* AVAILABLE RECORDS *
"""

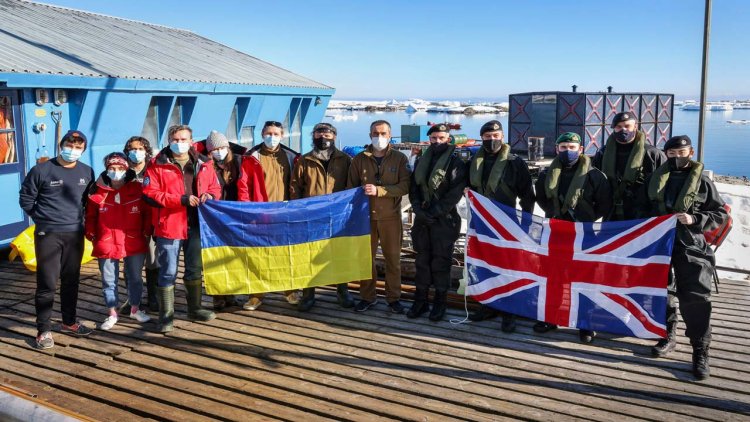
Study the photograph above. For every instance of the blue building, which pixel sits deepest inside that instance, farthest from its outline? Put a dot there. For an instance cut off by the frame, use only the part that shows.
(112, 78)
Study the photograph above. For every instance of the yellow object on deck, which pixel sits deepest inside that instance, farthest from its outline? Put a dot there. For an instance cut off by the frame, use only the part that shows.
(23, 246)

"""
"""

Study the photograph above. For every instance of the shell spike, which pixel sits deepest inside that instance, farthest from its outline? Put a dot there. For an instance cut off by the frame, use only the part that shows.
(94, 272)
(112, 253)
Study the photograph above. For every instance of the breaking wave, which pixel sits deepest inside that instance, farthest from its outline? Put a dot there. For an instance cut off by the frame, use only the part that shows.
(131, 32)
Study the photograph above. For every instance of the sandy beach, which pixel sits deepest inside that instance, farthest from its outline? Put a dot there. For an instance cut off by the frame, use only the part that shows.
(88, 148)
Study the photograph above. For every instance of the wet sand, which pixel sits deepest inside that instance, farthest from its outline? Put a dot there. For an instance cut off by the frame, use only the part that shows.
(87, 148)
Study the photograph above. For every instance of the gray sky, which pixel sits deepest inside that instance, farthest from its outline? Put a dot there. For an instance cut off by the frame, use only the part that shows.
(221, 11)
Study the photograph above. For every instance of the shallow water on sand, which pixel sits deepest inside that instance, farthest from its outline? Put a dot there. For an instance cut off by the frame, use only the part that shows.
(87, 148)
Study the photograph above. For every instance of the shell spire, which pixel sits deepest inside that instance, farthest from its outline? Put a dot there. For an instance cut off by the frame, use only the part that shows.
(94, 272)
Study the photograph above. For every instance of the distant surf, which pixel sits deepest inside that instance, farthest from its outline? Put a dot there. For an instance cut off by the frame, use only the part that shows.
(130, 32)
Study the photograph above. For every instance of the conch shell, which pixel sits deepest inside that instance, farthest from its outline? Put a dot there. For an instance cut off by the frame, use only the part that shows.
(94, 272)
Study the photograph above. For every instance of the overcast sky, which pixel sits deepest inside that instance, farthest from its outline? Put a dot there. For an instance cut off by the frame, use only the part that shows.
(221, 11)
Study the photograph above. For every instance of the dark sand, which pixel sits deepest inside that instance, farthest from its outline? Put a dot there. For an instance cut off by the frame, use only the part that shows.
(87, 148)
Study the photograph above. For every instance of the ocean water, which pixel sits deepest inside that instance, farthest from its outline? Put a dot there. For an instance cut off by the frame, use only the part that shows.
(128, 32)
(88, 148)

"""

* WHAT TO WORK ON *
How many lines in the data above contain the string "gray"? Case counts. Reply with the number alone.

* OUTPUT OF THE EXERCISE *
1